Check each line of the entries below for the word "swan" and state only how many lines have it.

***** THE DATA *****

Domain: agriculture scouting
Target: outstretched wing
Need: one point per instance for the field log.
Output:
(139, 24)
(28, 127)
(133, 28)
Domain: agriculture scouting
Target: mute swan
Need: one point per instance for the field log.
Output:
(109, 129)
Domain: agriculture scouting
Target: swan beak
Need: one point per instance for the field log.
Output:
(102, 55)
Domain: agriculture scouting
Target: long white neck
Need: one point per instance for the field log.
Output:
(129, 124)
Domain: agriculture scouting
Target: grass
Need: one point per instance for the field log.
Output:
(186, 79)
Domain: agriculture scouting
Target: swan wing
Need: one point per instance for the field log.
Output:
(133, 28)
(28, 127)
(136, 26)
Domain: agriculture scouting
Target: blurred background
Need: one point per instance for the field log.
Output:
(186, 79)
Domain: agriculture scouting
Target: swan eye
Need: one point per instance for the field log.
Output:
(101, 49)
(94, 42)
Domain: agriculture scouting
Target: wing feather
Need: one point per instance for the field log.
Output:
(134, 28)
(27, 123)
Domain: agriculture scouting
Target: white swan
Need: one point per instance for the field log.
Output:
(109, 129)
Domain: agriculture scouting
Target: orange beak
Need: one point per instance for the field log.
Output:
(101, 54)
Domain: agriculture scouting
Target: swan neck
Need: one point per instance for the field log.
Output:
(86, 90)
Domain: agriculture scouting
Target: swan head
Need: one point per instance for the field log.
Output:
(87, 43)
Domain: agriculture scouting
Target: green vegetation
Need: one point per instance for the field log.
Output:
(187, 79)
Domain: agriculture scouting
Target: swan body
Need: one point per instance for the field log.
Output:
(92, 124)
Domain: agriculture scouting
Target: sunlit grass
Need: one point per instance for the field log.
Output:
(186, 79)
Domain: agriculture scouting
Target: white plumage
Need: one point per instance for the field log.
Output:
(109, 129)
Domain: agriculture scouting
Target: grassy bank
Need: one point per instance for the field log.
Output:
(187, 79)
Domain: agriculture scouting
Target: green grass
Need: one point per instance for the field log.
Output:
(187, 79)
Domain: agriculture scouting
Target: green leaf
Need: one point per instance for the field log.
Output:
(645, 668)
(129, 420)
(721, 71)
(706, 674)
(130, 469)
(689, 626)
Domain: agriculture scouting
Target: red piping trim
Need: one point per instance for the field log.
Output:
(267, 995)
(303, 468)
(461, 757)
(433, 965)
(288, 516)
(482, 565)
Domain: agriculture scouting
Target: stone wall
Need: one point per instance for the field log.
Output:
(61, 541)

*****

▶ **RESPONSE**:
8